** Opening Document text block **

Ward, who was given Factor VIII aged 8, without his parents consent, was told that the new treatment would increase his life expectancy, which his parents had previously been told was around 21, due to his haemophilia. The cruel irony of his parents then being told ever so casually - shouted across a parking lot by a nurse - that their son had contracted HIV: the cure being, in fact, a poisoned chalice. Can you imagine the heartbreak? And then the stigma - the shame laden on to a young boy who had already had to cope with the life-long fear of every tiny knock causing a fatal bleed - of having HIV, in the 1980s. Ward (and this is truly despicable) was allowed to remain in school for only as long as no-one knew that he had HIV. If anyone found out, said the headteacher, he would be kicked out immediately.
Ward is now 55, happily married, the founder of Haemosexual and the author of a memoir, Bleeding Famous. He has dedicated his life to fighting for justice for those affected by the infected blood scandal, which makes people look at him with pity, as if he were a pariah — and he makes a particularly moving observation to the photographer who asks him to smile for his portrtait in this piece:
“Usually, I’m asked to look miserable and solemn in photographs. It’s always darkness, death and destruction. It made a nice change this morning to be allowed to look happy for your pictures.”
The inquiry into the scandal was 6 years long and the compensation is soon to be paid out to the 6,000 victims — or rather, those who are still alive. I doubt any sum of money can make up for the institutional failures that allowed Factor VIII - “which was made up of plasma purchased on the skid rows of America’s big cities from addicts, prisoners, those experiencing homelessness and sex workers, all with a high risk of being HIV and hepatitis carriers” - to be injected into 1,250 haemophiliacs, less than 200 of whom are alive today. Their stories deserve to be known.
Couple of event notes!
I will be in conversation with Kaliane Bradley - author of this year’s beset-selling debut, The Ministry of Time, soon to be adapted for telly by A24 and Normal People writer, Alice Birch - for the last in my year-long series for Reformation, #RefReads (sniff sniff) at the Reformation store in Covent Garden on 9 December. Come along if you’re in London! Tickets are free and there will be wine AND canapés.
I will be taking in part in Childline’s Merry Little Christmas Show alongside some other lovely NSPCC campaigners, on the 10 December at Cadogan Hall. Tickets are £40 and will include alcohol and snax, with all funds going to charity.

** Closing Document text block **

■ **Apply what you read**
1 - List every group from whom, according to the text on the infected blood scandal, the plasma in Factor VIII was purchased.
2 - Reproduce the part of the text on the infected blood scandal that begins at the words "I will be in" and stops after the words "going to charity.".
3 - In the text on the infected blood scandal, how many victims are to be paid compensation?

** Opening Records shown block **

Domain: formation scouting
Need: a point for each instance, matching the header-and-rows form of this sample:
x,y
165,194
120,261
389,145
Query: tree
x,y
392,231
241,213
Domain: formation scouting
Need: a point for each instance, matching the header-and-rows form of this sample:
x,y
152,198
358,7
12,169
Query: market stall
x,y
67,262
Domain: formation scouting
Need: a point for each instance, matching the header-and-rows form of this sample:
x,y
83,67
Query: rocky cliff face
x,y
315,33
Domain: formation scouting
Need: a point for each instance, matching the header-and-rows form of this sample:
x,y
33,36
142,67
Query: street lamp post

** Closing Records shown block **

■ **Numbered answers**
1 -
- addicts
- prisoners
- those experiencing homelessness
- sex workers

2 -
I will be in conversation with Kaliane Bradley - author of this year’s beset-selling debut, The Ministry of Time, soon to be adapted for telly by A24 and Normal People writer, Alice Birch - for the last in my year-long series for Reformation, #RefReads (sniff sniff) at the Reformation store in Covent Garden on 9 December. Come along if you’re in London! Tickets are free and there will be wine AND canapés.
I will be taking in part in Childline’s Merry Little Christmas Show alongside some other lovely NSPCC campaigners, on the 10 December at Cadogan Hall. Tickets are £40 and will include alcohol and snax, with all funds going to charity.

3 - 6,000 victims, or rather those who are still alive.